Task instructions => Pictures don't belong in the copy; print all the records exactly.

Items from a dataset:
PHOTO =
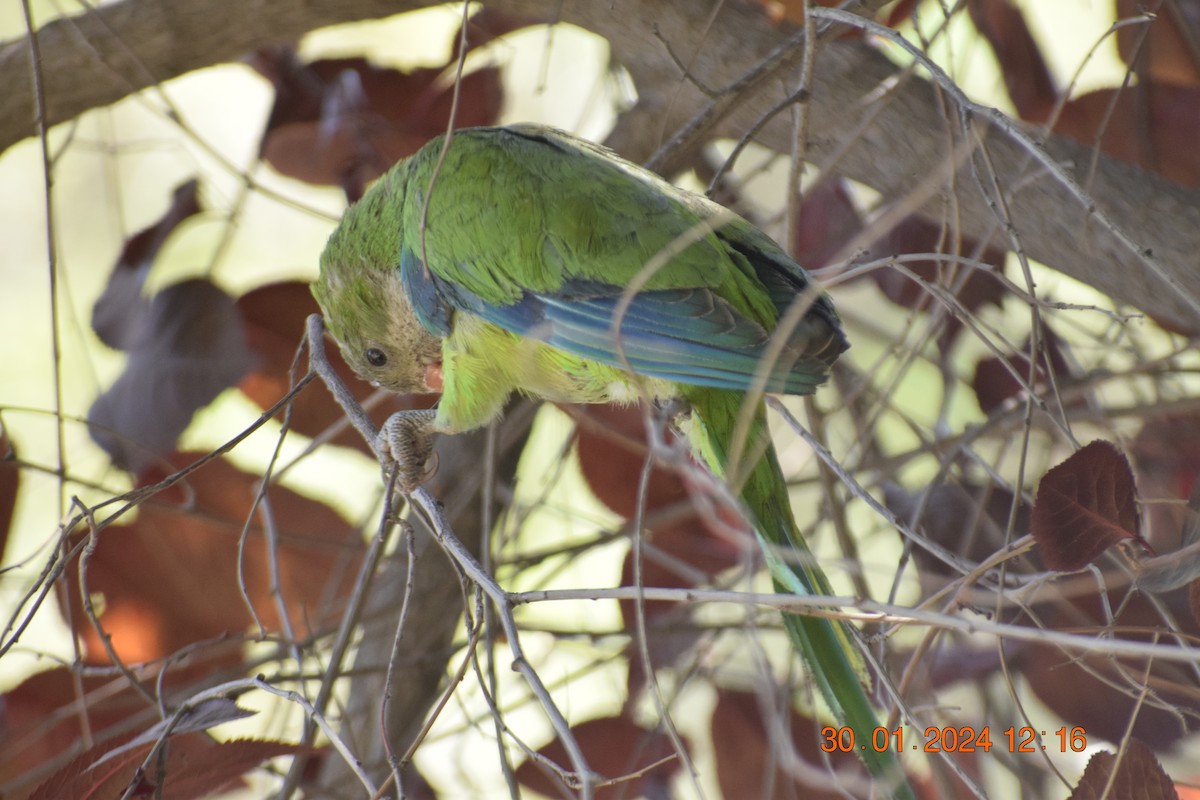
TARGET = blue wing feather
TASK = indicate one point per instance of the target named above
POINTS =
(689, 336)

Answer in full =>
PHOTO =
TARGET = blue wing feather
TASK = indicate one point per instance of the target named above
POINTS =
(689, 336)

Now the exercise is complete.